- **Task instructions**
Rescale the rows from the line containing "For each instance of the massey ferguson lettering, drop" through the last line of the rows, both ends included. Reproduce only those lines, requests too. Multiply every x and y coordinate in the answers by 2.3 and round to whole numbers, with halves rounded up. Leave the requests and their format samples unchanged.

- **Available records**
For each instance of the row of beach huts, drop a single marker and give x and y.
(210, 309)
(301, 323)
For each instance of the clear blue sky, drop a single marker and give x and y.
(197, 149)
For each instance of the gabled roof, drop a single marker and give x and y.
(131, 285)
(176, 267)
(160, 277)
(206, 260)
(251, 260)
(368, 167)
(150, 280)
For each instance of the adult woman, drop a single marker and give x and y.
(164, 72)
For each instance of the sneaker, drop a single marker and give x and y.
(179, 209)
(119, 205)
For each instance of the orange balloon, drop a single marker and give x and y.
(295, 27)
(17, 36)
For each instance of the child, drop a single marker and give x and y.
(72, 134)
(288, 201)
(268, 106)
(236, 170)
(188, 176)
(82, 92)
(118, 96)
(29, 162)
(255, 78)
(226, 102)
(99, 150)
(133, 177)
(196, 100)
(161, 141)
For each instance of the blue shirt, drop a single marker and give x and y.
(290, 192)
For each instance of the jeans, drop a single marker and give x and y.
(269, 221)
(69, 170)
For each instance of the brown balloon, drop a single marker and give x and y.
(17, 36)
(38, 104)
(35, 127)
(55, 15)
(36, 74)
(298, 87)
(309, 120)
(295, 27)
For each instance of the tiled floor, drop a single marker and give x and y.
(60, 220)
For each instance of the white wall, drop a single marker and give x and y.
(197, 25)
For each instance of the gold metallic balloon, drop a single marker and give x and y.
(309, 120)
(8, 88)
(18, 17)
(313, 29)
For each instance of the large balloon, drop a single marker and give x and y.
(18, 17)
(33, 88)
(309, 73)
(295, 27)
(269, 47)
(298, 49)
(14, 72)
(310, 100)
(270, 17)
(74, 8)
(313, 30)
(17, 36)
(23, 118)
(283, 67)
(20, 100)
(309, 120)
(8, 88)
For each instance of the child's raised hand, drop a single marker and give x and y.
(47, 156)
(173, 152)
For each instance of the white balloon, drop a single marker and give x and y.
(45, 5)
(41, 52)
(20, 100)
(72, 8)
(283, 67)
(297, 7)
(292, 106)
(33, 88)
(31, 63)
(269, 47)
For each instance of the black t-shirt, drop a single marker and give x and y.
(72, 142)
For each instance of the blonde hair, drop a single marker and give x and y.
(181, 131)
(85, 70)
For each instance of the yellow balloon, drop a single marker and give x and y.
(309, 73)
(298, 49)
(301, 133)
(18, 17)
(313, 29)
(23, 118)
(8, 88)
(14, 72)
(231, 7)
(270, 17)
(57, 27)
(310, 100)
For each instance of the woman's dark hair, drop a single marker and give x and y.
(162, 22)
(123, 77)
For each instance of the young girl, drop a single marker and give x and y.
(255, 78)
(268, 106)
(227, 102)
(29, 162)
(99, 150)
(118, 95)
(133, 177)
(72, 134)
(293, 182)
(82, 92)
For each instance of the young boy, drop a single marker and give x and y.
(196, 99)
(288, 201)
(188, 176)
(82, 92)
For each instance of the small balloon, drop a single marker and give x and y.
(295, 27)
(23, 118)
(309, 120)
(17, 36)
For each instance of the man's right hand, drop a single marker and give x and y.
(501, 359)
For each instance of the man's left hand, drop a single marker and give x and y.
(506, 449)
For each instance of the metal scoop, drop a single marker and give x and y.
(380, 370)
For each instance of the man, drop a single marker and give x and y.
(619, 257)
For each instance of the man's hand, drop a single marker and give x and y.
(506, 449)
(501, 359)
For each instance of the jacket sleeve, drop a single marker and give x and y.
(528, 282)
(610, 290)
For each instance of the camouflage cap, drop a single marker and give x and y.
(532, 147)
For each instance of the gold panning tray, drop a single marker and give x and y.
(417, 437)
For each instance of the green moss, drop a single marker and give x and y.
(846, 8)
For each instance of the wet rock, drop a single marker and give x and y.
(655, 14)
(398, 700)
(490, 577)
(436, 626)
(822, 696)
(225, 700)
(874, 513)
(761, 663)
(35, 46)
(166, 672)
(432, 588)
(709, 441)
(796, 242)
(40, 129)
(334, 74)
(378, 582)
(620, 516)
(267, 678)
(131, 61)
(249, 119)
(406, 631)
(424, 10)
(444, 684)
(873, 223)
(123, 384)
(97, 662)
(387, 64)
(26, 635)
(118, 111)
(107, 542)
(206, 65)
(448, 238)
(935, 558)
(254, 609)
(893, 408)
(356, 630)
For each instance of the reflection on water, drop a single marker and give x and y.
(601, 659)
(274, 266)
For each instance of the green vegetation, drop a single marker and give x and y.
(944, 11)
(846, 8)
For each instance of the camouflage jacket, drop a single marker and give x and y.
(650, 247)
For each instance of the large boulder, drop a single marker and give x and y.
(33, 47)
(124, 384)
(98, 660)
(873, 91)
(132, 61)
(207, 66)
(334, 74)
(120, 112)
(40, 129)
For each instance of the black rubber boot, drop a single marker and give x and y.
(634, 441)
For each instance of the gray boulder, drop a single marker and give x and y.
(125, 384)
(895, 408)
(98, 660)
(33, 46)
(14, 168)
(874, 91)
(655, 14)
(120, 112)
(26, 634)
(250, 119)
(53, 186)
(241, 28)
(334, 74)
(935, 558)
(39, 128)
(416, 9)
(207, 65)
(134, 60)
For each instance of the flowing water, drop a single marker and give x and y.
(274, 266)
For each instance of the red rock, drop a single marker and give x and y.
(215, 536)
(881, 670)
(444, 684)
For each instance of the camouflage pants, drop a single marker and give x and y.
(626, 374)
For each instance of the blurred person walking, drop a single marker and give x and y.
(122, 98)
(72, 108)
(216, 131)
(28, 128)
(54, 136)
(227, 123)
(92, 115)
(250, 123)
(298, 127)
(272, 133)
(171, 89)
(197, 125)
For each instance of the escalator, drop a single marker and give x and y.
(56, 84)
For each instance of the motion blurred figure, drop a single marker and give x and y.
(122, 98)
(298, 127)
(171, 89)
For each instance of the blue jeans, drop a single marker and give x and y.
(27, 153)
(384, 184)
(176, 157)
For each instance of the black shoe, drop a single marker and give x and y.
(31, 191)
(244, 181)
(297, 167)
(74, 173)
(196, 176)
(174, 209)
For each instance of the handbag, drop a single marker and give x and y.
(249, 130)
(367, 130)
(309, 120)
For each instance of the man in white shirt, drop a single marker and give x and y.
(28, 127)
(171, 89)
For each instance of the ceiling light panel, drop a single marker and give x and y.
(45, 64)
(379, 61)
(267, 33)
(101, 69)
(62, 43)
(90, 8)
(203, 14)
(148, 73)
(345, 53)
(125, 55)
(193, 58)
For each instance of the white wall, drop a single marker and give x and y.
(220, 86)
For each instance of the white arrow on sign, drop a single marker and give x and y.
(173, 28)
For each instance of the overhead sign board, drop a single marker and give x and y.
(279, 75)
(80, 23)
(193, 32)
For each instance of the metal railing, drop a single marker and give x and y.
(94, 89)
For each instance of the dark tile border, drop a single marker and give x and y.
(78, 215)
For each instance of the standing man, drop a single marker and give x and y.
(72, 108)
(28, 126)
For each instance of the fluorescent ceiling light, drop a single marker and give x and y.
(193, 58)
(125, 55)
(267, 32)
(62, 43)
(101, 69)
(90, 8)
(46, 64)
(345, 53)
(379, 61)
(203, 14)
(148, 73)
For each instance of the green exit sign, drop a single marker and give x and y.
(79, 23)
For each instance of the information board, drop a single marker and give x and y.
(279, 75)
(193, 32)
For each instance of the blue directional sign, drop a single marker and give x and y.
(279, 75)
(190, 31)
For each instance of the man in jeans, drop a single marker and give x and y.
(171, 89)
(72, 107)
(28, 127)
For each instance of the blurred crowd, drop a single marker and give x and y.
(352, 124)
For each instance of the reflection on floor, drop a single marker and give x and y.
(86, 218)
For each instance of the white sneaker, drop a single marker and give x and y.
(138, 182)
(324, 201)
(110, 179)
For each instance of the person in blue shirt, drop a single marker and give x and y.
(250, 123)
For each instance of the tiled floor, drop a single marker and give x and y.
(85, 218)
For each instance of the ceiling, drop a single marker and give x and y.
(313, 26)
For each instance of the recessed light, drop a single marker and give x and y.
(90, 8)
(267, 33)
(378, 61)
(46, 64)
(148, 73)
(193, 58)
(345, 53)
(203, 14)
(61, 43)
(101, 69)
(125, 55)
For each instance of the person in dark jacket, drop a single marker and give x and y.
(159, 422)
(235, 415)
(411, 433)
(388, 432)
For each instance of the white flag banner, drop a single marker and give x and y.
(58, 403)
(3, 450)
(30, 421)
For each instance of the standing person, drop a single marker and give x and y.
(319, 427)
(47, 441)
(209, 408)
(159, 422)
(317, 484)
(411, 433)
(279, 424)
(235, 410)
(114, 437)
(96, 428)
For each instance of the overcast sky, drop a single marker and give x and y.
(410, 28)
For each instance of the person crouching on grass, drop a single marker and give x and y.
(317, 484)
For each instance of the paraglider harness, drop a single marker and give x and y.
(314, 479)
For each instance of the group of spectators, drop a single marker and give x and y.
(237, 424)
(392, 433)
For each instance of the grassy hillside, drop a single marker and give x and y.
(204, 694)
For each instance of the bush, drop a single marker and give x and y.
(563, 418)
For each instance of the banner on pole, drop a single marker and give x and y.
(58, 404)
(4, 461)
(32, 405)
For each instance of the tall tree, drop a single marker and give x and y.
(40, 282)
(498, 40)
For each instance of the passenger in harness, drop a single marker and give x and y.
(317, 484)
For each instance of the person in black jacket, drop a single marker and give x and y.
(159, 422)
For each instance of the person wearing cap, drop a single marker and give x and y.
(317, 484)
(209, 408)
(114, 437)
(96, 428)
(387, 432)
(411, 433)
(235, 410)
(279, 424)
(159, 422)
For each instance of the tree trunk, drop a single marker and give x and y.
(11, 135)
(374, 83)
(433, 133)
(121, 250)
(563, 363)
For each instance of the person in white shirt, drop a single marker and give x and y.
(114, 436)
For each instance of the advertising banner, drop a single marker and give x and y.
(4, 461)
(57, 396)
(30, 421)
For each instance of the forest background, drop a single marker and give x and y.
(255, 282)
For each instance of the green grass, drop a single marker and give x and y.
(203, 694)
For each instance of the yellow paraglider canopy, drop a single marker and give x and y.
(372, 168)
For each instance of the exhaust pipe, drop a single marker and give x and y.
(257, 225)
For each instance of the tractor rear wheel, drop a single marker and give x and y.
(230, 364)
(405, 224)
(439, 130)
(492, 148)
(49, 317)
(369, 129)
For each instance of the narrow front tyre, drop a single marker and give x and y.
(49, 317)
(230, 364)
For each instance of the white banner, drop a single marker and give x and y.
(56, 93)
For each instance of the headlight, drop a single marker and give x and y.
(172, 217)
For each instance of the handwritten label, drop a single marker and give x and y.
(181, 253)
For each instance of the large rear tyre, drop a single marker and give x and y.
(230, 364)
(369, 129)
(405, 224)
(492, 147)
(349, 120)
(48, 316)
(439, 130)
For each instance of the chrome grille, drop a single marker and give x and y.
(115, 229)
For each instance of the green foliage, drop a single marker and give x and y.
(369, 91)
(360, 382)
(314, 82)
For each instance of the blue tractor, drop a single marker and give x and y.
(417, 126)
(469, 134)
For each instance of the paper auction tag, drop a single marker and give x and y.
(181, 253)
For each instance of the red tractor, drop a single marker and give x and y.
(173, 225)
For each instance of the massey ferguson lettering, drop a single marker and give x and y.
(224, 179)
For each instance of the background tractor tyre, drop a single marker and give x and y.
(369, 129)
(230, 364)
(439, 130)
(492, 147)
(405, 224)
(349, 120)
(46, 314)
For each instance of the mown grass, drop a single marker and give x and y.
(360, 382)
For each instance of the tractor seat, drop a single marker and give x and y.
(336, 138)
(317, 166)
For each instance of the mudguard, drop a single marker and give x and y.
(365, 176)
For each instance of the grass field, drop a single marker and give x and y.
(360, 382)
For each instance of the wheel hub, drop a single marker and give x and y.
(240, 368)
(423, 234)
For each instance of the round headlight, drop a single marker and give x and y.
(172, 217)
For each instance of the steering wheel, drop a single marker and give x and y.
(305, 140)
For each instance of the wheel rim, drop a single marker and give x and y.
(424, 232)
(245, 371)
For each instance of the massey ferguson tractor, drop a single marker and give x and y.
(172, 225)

- **Full answer**
For each instance of the massey ferguson lettering, drop a single marker and give x and y.
(515, 412)
For each instance of the background tractor tyre, drop a single marker and give x and y.
(849, 297)
(529, 837)
(1010, 299)
(1132, 338)
(932, 515)
(803, 276)
(106, 722)
For each instance of the mown grass, drop a single marker and give x and y.
(828, 879)
For each instance of the tractor seat, drop a single marker and give x and y.
(773, 317)
(729, 382)
For each instance of the mudguard, drop a single marker and give x and y.
(840, 405)
For each instance of the grass field, drop a single marker and give x and y.
(828, 879)
For each instance of the wheel hub, drop a single marker and give x and y.
(552, 846)
(973, 538)
For each instance of the round headlight, drop a single marker and give x and y.
(396, 499)
For each instance of the steering wheel, drop a single marker and give x and y.
(702, 322)
For each instance of the wheel rim, drop a single marker and give x and y.
(975, 534)
(564, 853)
For each instance of the massey ferguson tractor, drop a single marker and give x and y.
(396, 518)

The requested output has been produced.